══ TEXTO PROPORCIONADO
Llega un momento en el que la reacción provocada por un
hecho alarmante y peligroso cuya reiteración se sostiene en el tiempo, muta
hacia un estado mucho más templado que el que provocó la primera impresión del
encuentro con tales hechos.
Parezco un político en campaña electoral, ¿verdad? Como la comparación no me satisface, rehago el
primer párrafo de este texto para expresarlo con palabras llanas: del desastre
social provocado por nuestros poderes (inclúyase aquí a grandes empresarios, tertulianos
sabelotodo o poderes religiosos entre otros, amén de políticos) ya no me sorprende casi nada. Es más, comienzo
a divertirme con sus ocurrencias.
Uno empieza a sentirse como esos músicos del Titanic que ante
la imparable llegada de la catástrofe insisten en seguir tocando, a modo de
venganza contra el cruel destino. Ahí va la última y más sonora pedorreta, propias
de un Berlanga o Fellini, ejemplos mucho más latinos.
════
## OBJETIVO DEL EJERCICIO
Duplique el texto proporcionado en su totalidad, sin cambiar nada. Los ítems proceden de una fuente distinta.
══ EXTRACTOS DE DATOS
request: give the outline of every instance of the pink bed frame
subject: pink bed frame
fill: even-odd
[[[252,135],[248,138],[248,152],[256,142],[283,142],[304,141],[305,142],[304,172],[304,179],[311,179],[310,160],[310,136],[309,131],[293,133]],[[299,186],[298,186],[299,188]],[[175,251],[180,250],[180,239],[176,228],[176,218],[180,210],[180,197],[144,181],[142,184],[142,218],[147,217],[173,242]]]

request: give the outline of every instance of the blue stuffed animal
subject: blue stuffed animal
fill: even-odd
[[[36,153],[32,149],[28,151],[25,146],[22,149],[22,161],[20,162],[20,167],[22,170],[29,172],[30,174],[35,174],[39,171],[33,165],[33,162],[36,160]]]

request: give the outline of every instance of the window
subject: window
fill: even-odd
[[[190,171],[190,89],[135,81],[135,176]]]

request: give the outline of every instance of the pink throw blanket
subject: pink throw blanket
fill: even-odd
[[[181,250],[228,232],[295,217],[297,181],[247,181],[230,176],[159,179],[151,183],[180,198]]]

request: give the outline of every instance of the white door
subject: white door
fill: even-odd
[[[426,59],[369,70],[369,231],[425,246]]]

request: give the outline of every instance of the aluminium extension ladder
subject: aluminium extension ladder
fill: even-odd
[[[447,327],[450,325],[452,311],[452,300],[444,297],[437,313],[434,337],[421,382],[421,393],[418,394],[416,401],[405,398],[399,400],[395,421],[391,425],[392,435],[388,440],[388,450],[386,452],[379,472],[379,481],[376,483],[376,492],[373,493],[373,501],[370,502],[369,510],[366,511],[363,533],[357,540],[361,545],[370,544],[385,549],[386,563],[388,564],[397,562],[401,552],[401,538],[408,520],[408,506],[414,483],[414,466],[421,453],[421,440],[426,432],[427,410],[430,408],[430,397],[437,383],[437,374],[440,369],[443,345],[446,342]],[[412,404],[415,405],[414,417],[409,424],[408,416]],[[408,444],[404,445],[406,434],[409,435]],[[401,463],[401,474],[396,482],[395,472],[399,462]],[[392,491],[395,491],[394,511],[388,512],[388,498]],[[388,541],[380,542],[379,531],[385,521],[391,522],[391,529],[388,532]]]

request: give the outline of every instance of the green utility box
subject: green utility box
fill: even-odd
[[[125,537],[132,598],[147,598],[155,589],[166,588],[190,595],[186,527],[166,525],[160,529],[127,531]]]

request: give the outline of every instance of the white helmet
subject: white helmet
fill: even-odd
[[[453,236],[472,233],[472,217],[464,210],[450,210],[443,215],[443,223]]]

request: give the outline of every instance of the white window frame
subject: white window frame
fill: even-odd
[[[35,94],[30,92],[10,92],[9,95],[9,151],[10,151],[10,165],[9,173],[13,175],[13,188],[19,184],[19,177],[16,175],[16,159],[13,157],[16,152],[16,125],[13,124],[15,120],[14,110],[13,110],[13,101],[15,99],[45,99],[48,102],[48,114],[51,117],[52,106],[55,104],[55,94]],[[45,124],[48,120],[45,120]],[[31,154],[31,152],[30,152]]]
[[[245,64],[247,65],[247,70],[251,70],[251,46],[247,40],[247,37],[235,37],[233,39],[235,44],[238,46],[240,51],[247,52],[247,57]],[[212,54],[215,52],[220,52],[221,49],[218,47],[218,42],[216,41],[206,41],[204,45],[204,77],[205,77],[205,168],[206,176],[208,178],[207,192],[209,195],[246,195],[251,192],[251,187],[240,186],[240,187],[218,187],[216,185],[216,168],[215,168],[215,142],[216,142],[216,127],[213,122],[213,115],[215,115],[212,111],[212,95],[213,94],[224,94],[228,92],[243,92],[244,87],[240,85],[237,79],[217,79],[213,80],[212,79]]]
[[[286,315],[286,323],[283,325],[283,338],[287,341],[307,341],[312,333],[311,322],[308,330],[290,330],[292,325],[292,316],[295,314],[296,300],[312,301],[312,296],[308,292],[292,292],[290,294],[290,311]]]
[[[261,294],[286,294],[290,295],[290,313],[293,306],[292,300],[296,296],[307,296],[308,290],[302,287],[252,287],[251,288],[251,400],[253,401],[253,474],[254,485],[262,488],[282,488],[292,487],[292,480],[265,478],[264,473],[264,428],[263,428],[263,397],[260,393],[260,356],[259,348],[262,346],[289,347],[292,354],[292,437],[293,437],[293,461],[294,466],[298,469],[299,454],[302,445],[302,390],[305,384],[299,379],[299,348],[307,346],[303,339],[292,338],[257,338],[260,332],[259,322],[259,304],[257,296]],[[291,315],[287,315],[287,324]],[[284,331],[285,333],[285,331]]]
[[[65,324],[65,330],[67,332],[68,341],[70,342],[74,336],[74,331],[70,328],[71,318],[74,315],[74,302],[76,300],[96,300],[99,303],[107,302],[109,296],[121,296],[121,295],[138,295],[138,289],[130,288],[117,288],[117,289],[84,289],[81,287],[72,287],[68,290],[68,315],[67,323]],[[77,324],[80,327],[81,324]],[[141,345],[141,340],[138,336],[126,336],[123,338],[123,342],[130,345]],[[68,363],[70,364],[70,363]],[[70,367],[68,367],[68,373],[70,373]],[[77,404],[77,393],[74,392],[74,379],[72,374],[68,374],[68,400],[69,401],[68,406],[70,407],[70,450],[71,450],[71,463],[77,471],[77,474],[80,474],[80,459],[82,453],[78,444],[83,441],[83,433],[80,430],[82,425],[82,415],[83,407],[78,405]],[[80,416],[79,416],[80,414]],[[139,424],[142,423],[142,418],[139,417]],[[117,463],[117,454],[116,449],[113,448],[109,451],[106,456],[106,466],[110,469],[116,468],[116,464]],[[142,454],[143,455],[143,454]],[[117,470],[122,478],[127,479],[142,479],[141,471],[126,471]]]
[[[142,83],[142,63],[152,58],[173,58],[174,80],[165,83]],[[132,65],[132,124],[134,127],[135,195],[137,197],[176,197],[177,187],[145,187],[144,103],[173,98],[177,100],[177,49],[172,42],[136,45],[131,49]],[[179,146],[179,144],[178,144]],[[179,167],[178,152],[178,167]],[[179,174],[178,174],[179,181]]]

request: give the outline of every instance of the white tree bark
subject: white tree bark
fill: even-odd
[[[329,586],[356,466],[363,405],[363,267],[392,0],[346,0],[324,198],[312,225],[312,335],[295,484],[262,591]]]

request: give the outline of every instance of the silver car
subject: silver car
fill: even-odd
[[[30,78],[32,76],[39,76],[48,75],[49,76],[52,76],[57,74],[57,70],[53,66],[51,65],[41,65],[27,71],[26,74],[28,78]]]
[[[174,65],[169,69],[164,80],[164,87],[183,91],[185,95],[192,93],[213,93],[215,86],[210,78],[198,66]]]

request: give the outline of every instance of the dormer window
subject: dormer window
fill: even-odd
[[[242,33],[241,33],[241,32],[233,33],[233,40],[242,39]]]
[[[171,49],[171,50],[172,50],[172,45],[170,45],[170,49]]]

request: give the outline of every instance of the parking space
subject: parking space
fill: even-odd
════
## RESPUESTA
Llega un momento en el que la reacción provocada por un
hecho alarmante y peligroso cuya reiteración se sostiene en el tiempo, muta
hacia un estado mucho más templado que el que provocó la primera impresión del
encuentro con tales hechos.
Parezco un político en campaña electoral, ¿verdad? Como la comparación no me satisface, rehago el
primer párrafo de este texto para expresarlo con palabras llanas: del desastre
social provocado por nuestros poderes (inclúyase aquí a grandes empresarios, tertulianos
sabelotodo o poderes religiosos entre otros, amén de políticos) ya no me sorprende casi nada. Es más, comienzo
a divertirme con sus ocurrencias.
Uno empieza a sentirse como esos músicos del Titanic que ante
la imparable llegada de la catástrofe insisten en seguir tocando, a modo de
venganza contra el cruel destino. Ahí va la última y más sonora pedorreta, propias
de un Berlanga o Fellini, ejemplos mucho más latinos.